Obiettivo del compito —
Prosegui l'estratto sulla Siria, scrivendone il seguito a partire dall'ultima frase riportata.

Estratto —
━━━━━━━━━━━━━━━━━━━━━━━━━━━━━━
Il
punto non è la mancanza di libertà o diritti in questo o in quell'altro
"Stato canaglia", (altrimenti ce ne sarebbero, secondo questa logica,
guerre da combattere anche contro avversari di gran lunga più forti e
potenti della piccola Siria, a cominciare dalla Cina); di fatto quello
che si sta verificando oggi in Siria è il tentativo di consolidare il
potere anglo-americano in un Mediterraneo da inglobare totalmente dentro
"l'impero", creando ad arte tensioni e crisi di vario genere atte a
cambi di regime per la formazione di governi filo-yakee che permettano
lo sfruttamento di quelle terre sia dal punto di vista economico che
politico.
Anche
in Siria gli USA usano il solito metodo dimostratosi efficace in molte
altre occasioni nel corso dei decenni (ultimo caso la Libia):
contingenti di irregolari senza reale peso politico tra la popolazione,
fedeli alla linea statunitense che si dichiarano portavoce del popolo e
che vengono presentati come tali dai prezzolati mediaoccidentali.
Nel
caso siriano (come il quello libico) questi sono gruppi di
fondamentalisti islamici armati dalla CIA (Waghshington Post, 18 aprile
2011) che stanno attaccando con metodi terroristici il governo del quale
gli USA e i suoi obbedienti alleati si vogliono sbarazzare. La risposta
governativa è stata ed è, naturalmente e legittimamente, di natura
militare.
Ovviamente
i mezzi di(dis)informazione, come al solito, non potevano di certo
esimersi dal raccontarci la solita solfa delle presunte stragi di massa
da parte delle forze armate regolari sui civili, legittimando quindi
l'ipotesi che gli "esportatori di democrazia" intervengano militarmente
per "liberare" i siriani che in massa, a loro dire, richiedono il loro
"aiuto".
Niente
di più falso, oggi in Siria come ieri altrove. Basti dire che il New
York Times, il 13 gennaio di quest'anno, ha dovuto ammettere che
"l’affluenza in piazza Sabaa Bahrat a Damasco ha sottolineato ancora una
volta il grado di sostegno che Assad e la sua dirigenza godono fra
molti siriani dopo quasi sette mesi di sollevazione popolare.
━━━━━━━━━━━━━━━━━━━━━━━━━━━━━━
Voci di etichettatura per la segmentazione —
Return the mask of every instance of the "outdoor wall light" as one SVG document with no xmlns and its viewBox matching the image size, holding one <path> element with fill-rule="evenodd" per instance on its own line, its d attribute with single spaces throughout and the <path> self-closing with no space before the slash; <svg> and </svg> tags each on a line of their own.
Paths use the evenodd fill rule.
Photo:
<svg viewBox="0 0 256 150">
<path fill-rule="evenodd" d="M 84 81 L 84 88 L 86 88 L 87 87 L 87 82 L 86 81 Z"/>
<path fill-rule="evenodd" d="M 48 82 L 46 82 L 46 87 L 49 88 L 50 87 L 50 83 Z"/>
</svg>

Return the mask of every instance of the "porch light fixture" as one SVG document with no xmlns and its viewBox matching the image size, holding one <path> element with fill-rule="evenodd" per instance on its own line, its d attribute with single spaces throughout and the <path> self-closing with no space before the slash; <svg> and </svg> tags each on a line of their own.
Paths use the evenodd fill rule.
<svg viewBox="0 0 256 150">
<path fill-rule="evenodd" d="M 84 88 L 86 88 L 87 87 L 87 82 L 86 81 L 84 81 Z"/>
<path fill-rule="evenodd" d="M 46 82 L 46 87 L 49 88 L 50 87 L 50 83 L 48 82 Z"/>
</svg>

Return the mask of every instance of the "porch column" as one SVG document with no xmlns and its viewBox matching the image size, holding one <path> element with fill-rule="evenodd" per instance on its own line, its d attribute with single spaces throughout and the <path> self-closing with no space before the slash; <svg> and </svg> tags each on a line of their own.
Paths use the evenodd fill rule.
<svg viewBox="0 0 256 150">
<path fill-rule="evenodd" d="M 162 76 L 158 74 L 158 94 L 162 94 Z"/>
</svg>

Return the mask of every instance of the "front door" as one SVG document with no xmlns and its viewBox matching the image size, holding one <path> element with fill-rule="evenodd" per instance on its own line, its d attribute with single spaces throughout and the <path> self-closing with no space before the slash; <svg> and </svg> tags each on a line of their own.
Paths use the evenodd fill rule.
━━━━━━━━━━━━━━━━━━━━━━━━━━━━━━
Risposta —
Questo
appoggio è particolarmente forte in città come Damasco e Aleppo, le due
maggiori del paese". D'altronde si continuano a spacciare per
manifestazioni antigovernative immagini e video che in realtà mostrano
manifestazioni pro-governative; i vessilli del partito al potere, le
bandiere di Stato e soprattutto i ritratti di Bashar Assad che si notano
in queste "manifestazioni di protesta" non sarebbero certo graditi a
chi sta con i "ribelli".
Ed
anche Henry Kissinger ammette che "la grande maggioranza dei siriani
sta con Assad e il paese ha l’appoggio dell’Iran, Russia e Cina", per
poi aggiungere: "Dobbiamo continuare a mantenere alte le fiamme che
abbiamo acceso e farla bruciare internamente. Noi non possiamo
rinunciare ai nostri interessi e dobbiamo continuare e destabilizzare la
Siria per ottenere ciò che vogliamo".
E
dal maggio 2011 stanno tentando di farlo ma come quella straordinaria
potenza che fu l'Impero Mongolo sono stati costretti a fermarsi proprio
davanti le mura di Damasco. Il nostro augurio è che quelle mura
rimangano inviolate e che solo e soltanto il popolo siriano sia artefice
del proprio destino.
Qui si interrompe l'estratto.